» SET TASK A:
Answer these from the indoor garden article:
(i) How many things to consider does the title promise?
(ii) Which fruit-bearing plants are named as examples?
(iii) Which three houseplants are said to need no sunlight at all?
» SET TASK B: Render the records from the line containing "tag the rocky shoreline" through the end of the records as a numbered list, leaving out blank lines.

» PROVIDED PASSAGE:

Edible Gardens · Forest & Nature Bathing · gardening · Paws&Tails · plants

4 Things To Consider When Creating An Indoor Garden

~ If you do not have a garden outside, or if you simply want to adopt green living plants, it makes sense to create your very own indoor garden. 

To get you started, here are a few useful ideas.

herbal stand

1. Consider Plant Varieties

What is your final goal when you envision home plants? Do you want home trees that will produce more fruit and vegetables, or are you thinking about your home’s aesthetic appeal? Many plants can be grown indoors, but assuming you only have the space for a few pots and baskets, narrow down your selection accordingly. Perhaps looking at your house orchids makes you smile daily, or taking care of your little velvety violets creates a beautiful exchange of energy. Are you the person who likes to feed the family with the fruits of your labor? Then think about what your family enjoys to eat when purchasing fruit-bearing plants, such as lemons and tangerines, and consider the rest of your home design, construction, and available space when opting for those flowering plants that make an “Aha” statement.

cat orchid

2. Evaluate Your Indoor Lighting

While some houseplants do not require sunlight at all, such as spider plants, peace lilies, and snake plants,  other flowers do need more than 6 hours of warm sun rays. Do you have a humid or dry environment?  What about house pets? Do they clime on windowsills? Cats bring lots of smiles, and maybe some raised eyebrows when the potted plants end up dropped and spilled on the floor. 

On the other hand, there are those plants that need at least four hours of light a day in order to grow and flourish. Generally, most flowering plants, geraniums, cactus plants, and fruiting plants will need all available light sources for most of the day. Of course, natural light is best, thus placing your plants in areas near sun-filled windows will gently guide your babies to thrive. Alternatively, consider using a plant grow light, especially if your home does attract a lot of sun, or if you are planting during the winter months.

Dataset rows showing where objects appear

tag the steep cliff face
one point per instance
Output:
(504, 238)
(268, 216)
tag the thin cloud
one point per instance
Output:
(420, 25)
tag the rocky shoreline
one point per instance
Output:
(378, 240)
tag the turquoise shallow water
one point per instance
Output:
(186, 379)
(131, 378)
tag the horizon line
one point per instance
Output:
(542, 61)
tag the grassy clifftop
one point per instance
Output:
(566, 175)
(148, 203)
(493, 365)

» FULL ANSWER A:
(i) Four
(ii) Lemons and tangerines
(iii) Spider plants, peace lilies, and snake plants

» FULL ANSWER B:
1. tag the rocky shoreline
2. one point per instance
3. Output:
4. (378, 240)
5. tag the turquoise shallow water
6. one point per instance
7. Output:
8. (186, 379)
9. (131, 378)
10. tag the horizon line
11. one point per instance
12. Output:
13. (542, 61)
14. tag the grassy clifftop
15. one point per instance
16. Output:
17. (566, 175)
18. (148, 203)
19. (493, 365)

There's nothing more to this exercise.